Both scenarios imply that the archaeal flagellum would have appeared prior to the last archaeal ancestor

Apart these two likely cases of HGT of the entire fla2 gene cluster, we found no clear evidence for recent transfers of the genes coding for flagellum components among archaeal species. Indeed, the poor resolution of inter-phyla relationships in some trees is more likely due to lack of phylogenetic signal rather than horizontal gene transfer. One explanation for the rarity of HGT is that it is possible the result of the high level of integration of flagellum components within the macromolecular structure. Importantly, this contradicts the generally assumed notion that HGT of "informational" genes (i.e. those coding for proteins involved in the expression and the transmission of genetic information) are less frequent than those involving the remaining ones ("operational") genes. Nevertheless, the acquisition of a whole flagellum component coding gene cluster from distant donors seems possible. Interestingly, even if two clusters coexist within a genome (i.e. in M. burtonii) neither gene recombination is observed between homologous genes belonging to the two clusters, nor losses, suggesting that the components of a cluster may interact preferentially due to coevolution, although they form similar cellular structures. The presence in M. burtonii of two types of fla clusters (possibly one native and one acquired by HGT from crenarchaeota) represents an interesting experimental model to study. It would be in fact particular interesting to know the difference between the components encoded by the two fla clusters in terms of expression and assembly, and how two different flagellum systems coexist in this archaeon.

Provided information.

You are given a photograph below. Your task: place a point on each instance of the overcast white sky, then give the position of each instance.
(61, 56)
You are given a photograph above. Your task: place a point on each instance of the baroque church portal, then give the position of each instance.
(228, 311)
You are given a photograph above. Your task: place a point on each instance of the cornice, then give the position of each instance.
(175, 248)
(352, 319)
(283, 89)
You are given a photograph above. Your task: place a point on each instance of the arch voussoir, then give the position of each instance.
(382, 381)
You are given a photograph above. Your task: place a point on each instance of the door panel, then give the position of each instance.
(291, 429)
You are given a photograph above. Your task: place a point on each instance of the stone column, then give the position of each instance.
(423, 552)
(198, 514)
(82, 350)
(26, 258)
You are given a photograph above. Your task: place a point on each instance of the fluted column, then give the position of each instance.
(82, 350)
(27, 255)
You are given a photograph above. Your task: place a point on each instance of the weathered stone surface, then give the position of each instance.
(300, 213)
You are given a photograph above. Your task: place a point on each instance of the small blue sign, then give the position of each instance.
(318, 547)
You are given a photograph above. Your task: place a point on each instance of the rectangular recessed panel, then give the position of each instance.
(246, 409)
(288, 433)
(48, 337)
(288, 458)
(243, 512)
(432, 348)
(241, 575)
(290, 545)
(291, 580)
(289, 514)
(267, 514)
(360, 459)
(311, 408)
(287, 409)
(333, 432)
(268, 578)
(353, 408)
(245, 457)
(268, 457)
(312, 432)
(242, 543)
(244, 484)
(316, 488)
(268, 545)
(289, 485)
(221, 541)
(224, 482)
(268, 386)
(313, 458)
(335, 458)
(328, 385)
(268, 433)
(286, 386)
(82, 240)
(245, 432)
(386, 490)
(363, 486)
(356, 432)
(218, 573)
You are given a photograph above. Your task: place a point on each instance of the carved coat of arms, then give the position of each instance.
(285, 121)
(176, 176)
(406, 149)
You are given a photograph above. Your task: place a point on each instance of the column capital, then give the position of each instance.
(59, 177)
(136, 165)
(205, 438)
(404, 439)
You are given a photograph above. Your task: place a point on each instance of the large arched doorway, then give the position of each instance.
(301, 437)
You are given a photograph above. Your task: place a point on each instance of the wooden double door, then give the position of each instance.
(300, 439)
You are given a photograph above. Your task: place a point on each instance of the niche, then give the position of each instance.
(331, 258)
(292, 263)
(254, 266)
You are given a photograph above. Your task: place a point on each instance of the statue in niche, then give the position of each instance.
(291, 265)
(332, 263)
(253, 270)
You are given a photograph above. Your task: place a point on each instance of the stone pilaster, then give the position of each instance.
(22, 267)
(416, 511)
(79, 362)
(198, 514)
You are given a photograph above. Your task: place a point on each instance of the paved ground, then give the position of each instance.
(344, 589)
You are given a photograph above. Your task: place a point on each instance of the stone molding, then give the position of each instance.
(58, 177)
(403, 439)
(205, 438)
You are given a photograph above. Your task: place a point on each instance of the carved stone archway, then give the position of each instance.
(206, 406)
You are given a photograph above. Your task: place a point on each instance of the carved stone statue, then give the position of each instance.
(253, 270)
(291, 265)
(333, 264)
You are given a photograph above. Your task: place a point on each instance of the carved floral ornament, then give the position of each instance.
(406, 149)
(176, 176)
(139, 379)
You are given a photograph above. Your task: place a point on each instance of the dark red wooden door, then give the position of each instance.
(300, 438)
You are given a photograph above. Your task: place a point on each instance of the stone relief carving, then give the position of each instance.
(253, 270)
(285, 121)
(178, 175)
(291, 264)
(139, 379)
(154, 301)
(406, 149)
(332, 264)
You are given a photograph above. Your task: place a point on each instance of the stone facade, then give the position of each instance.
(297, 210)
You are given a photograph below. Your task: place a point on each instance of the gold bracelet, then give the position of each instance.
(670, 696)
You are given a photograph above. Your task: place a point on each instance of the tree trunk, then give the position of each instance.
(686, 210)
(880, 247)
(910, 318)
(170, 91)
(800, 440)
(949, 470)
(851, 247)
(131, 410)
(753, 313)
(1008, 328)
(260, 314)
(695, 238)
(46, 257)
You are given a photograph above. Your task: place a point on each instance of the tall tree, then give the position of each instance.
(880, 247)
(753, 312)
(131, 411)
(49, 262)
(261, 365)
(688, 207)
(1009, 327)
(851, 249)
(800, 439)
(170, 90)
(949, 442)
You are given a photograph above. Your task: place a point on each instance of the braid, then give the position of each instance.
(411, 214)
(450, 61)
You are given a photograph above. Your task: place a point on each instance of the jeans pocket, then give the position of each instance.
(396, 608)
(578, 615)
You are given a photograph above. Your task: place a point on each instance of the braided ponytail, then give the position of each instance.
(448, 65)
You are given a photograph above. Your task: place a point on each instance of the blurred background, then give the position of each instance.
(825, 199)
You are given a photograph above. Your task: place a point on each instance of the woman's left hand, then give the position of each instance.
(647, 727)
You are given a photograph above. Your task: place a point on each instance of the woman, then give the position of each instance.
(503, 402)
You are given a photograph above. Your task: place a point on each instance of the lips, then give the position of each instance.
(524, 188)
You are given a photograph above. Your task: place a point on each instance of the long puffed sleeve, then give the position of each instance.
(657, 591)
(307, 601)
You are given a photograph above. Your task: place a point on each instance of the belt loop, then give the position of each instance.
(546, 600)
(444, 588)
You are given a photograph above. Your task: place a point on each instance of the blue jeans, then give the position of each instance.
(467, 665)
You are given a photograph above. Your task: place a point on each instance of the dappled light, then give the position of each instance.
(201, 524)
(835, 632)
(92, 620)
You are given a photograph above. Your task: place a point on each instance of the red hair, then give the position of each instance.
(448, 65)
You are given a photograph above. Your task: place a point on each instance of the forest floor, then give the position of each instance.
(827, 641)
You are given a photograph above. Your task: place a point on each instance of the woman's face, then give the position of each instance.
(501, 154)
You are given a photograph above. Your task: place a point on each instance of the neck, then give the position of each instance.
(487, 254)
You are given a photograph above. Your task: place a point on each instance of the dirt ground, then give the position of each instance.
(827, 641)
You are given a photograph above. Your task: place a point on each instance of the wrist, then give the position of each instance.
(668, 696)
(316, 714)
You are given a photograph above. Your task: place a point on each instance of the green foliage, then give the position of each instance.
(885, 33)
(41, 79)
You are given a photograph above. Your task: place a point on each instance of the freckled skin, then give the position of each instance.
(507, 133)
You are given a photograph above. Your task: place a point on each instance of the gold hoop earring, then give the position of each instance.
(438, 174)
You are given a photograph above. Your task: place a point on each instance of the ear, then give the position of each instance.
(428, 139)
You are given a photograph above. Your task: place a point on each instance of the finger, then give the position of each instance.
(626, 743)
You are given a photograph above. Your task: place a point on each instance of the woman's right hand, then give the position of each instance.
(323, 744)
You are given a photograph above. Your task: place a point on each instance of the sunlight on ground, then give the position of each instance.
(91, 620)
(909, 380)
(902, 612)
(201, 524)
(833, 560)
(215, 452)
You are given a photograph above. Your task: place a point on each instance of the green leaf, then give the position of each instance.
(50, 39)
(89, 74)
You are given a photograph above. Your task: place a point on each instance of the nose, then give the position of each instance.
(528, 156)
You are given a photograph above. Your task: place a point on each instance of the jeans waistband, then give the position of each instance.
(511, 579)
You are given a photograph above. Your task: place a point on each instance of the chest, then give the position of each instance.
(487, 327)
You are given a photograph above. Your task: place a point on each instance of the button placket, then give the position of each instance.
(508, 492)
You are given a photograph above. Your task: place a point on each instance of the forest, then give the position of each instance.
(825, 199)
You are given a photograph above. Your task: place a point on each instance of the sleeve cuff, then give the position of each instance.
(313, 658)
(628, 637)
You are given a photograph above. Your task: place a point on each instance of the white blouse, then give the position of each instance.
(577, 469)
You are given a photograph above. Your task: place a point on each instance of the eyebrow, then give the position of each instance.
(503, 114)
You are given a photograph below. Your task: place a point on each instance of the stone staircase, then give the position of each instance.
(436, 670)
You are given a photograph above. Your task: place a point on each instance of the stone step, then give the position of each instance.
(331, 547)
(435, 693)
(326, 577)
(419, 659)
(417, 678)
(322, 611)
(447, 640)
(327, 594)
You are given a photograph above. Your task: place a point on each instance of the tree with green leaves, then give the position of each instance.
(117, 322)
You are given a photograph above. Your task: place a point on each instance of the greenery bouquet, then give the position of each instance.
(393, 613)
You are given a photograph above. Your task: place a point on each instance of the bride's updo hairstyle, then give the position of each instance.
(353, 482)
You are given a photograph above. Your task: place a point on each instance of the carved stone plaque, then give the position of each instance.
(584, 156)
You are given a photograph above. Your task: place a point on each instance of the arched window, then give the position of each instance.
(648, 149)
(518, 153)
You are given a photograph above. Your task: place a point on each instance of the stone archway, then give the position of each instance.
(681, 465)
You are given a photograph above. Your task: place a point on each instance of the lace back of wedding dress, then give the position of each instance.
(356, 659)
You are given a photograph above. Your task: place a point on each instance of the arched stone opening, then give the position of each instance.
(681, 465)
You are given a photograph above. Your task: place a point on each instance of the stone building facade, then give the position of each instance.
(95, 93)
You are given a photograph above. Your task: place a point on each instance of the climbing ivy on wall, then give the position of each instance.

Task objective. Retype the passage on archaeal flagellum genes word for word, from start to finish. These rows come from a different source than the text.

Response to the exercise.
Both scenarios imply that the archaeal flagellum would have appeared prior to the last archaeal ancestor

Apart these two likely cases of HGT of the entire fla2 gene cluster, we found no clear evidence for recent transfers of the genes coding for flagellum components among archaeal species. Indeed, the poor resolution of inter-phyla relationships in some trees is more likely due to lack of phylogenetic signal rather than horizontal gene transfer. One explanation for the rarity of HGT is that it is possible the result of the high level of integration of flagellum components within the macromolecular structure. Importantly, this contradicts the generally assumed notion that HGT of "informational" genes (i.e. those coding for proteins involved in the expression and the transmission of genetic information) are less frequent than those involving the remaining ones ("operational") genes. Nevertheless, the acquisition of a whole flagellum component coding gene cluster from distant donors seems possible. Interestingly, even if two clusters coexist within a genome (i.e. in M. burtonii) neither gene recombination is observed between homologous genes belonging to the two clusters, nor losses, suggesting that the components of a cluster may interact preferentially due to coevolution, although they form similar cellular structures. The presence in M. burtonii of two types of fla clusters (possibly one native and one acquired by HGT from crenarchaeota) represents an interesting experimental model to study. It would be in fact particular interesting to know the difference between the components encoded by the two fla clusters in terms of expression and assembly, and how two different flagellum systems coexist in this archaeon.